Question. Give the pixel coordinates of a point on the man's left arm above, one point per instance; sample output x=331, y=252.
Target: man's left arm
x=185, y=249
--
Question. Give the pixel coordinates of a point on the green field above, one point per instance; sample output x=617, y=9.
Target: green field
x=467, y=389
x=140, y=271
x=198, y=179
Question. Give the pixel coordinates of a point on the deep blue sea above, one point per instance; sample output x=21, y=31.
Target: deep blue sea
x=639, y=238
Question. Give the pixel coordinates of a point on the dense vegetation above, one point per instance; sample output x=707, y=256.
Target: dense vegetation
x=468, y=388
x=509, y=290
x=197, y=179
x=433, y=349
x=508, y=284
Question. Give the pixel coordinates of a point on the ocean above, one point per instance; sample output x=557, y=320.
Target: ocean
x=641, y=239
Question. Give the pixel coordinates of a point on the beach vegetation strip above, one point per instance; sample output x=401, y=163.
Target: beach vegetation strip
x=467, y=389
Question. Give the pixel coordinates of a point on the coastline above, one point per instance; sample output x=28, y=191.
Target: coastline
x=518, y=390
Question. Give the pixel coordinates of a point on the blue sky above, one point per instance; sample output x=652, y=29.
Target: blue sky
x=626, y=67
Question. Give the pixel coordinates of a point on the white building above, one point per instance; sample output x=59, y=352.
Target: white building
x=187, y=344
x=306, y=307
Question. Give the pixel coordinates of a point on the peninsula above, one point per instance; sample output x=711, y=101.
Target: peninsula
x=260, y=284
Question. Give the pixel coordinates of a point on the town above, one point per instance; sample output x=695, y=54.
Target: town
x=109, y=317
* * *
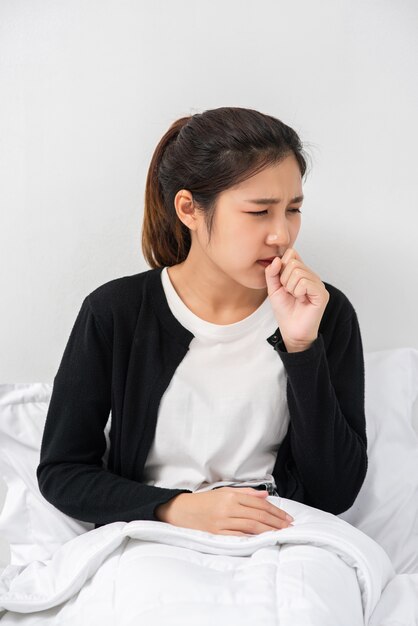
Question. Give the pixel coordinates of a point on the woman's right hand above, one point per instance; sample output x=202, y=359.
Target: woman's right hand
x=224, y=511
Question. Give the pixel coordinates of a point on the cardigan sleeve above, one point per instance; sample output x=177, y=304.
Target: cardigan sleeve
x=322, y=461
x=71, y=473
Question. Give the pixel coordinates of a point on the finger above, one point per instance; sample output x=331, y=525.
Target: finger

What needs to be done: Reproduce the material between the lines holding "Question. Give the pixel coordinates of a point on the peninsula" and "x=260, y=284", inclusive, with "peninsula" changed to "headland" and nothing else altered.

Reply:
Question. Give the pixel coordinates of a point on the headland above, one point per instance; sample output x=711, y=101.
Target: headland
x=260, y=284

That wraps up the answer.